Top of Data supplied
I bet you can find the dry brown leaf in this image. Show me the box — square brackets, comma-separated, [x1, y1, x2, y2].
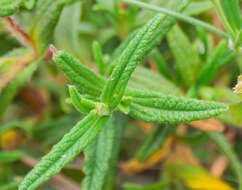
[147, 57, 158, 73]
[189, 118, 225, 132]
[18, 85, 50, 115]
[210, 155, 228, 178]
[121, 138, 172, 175]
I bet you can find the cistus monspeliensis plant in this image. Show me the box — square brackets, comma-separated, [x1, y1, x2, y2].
[0, 0, 241, 190]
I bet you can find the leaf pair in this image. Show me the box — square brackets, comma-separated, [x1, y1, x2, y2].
[101, 0, 190, 110]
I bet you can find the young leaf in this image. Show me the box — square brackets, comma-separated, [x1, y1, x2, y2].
[101, 0, 190, 110]
[167, 24, 200, 88]
[136, 124, 176, 162]
[126, 89, 228, 124]
[68, 85, 96, 114]
[82, 116, 115, 190]
[53, 49, 106, 96]
[92, 41, 105, 75]
[0, 0, 25, 17]
[18, 112, 109, 190]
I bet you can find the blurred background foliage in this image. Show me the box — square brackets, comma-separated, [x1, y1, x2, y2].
[0, 0, 241, 189]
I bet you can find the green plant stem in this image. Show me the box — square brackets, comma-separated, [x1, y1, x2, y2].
[120, 0, 230, 39]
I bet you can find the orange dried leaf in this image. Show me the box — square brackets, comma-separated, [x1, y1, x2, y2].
[137, 121, 152, 133]
[189, 118, 225, 132]
[210, 155, 228, 178]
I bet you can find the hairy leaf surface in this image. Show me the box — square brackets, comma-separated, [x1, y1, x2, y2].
[126, 89, 228, 124]
[101, 0, 190, 110]
[53, 50, 105, 96]
[0, 0, 26, 17]
[69, 85, 96, 114]
[82, 116, 115, 190]
[18, 112, 109, 190]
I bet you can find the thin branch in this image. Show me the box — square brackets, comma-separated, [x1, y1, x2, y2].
[120, 0, 230, 39]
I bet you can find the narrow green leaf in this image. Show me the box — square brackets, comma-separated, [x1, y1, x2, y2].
[103, 112, 126, 190]
[207, 132, 242, 190]
[53, 48, 181, 99]
[53, 50, 106, 96]
[219, 0, 241, 33]
[68, 85, 96, 114]
[197, 40, 236, 86]
[136, 124, 176, 162]
[126, 89, 228, 124]
[151, 49, 172, 80]
[101, 0, 190, 110]
[18, 112, 109, 190]
[105, 30, 138, 76]
[0, 151, 23, 163]
[167, 24, 200, 88]
[0, 0, 25, 17]
[92, 41, 105, 75]
[82, 116, 115, 190]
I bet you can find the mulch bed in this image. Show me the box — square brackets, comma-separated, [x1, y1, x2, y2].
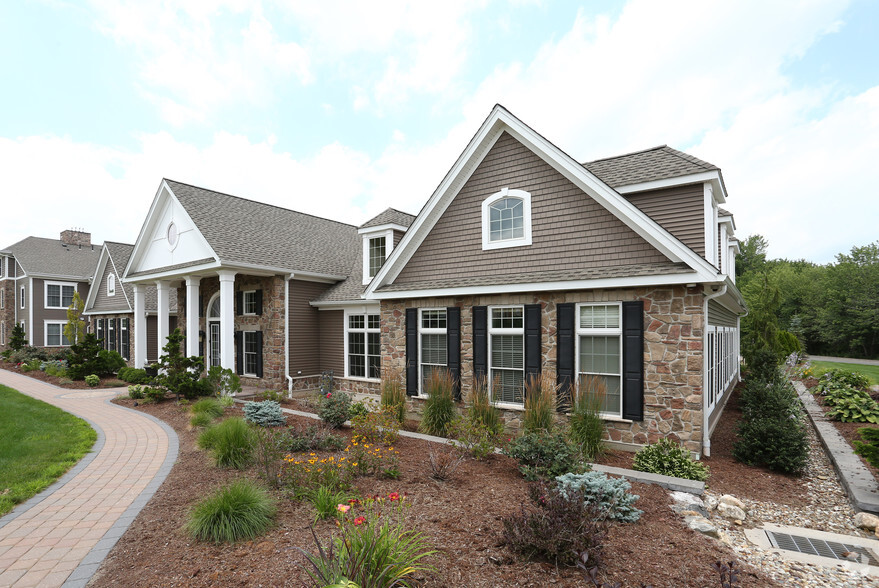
Bottom of Data supplied
### Problem to work on
Write out each entry above once more, exactly as written, and drop the pictures.

### Output
I bet you can find the dry brown leaf in this image. Show me the box — square brackets, comma-separated, [x1, y1, x2, y2].
[147, 57, 158, 73]
[189, 118, 225, 132]
[18, 85, 50, 115]
[210, 155, 228, 178]
[121, 138, 172, 175]
I bet you can find the cistus monspeliensis plant in this image. Show me the box — square brackets, comma-separated, [x1, y1, x2, y2].
[0, 0, 241, 190]
I bet you can find the leaf pair in this image. Show me the box — square brackets, comma-separated, [x1, y1, x2, y2].
[101, 0, 190, 110]
I bet you can find the young leaf in this image. Show me the box — square brackets, comma-separated, [x1, y1, x2, y2].
[101, 0, 190, 110]
[167, 24, 200, 88]
[136, 124, 176, 162]
[126, 89, 228, 124]
[68, 85, 96, 114]
[82, 116, 115, 190]
[53, 49, 106, 96]
[92, 41, 105, 75]
[0, 0, 25, 17]
[18, 112, 109, 190]
I bet you can find the blurred background foliage in this image. Show me the box — square brackets, comma-separated, [x1, y1, x2, y2].
[0, 0, 241, 189]
I bet you can find the green plant stem in this image. Show me the box — square brackets, comma-separated, [x1, y1, x2, y2].
[120, 0, 230, 39]
I bet you can find the orange dried leaf in this image. Show me the box — square brackets, comma-separated, [x1, y1, x2, y2].
[137, 121, 152, 133]
[189, 118, 225, 132]
[210, 155, 228, 178]
I bet you can find the hairy leaf surface in this image. Show me the box — square brackets, comma-separated, [x1, y1, x2, y2].
[126, 89, 228, 124]
[101, 0, 190, 110]
[53, 50, 105, 96]
[0, 0, 26, 17]
[69, 85, 96, 114]
[82, 116, 115, 190]
[18, 112, 109, 190]
I bet you can find the thin branch in this image. Show me the box — square brackets, comma-separated, [x1, y1, x2, y2].
[120, 0, 230, 39]
I bet you can find the narrow green leaf in this image. Show me the box — square brackets, comma-separated, [x1, y1, x2, y2].
[103, 112, 126, 190]
[207, 132, 242, 190]
[53, 48, 181, 99]
[53, 50, 106, 96]
[219, 0, 241, 33]
[68, 85, 96, 114]
[197, 40, 236, 86]
[136, 124, 176, 162]
[126, 89, 228, 124]
[151, 49, 172, 80]
[101, 0, 190, 110]
[18, 112, 109, 190]
[105, 30, 138, 76]
[0, 151, 23, 163]
[167, 24, 200, 88]
[0, 0, 25, 17]
[92, 41, 105, 75]
[82, 116, 115, 190]
I bet you can find the mulch bed in this image. Show me the box — square brackets, comma-separated, [x1, y1, x2, y2].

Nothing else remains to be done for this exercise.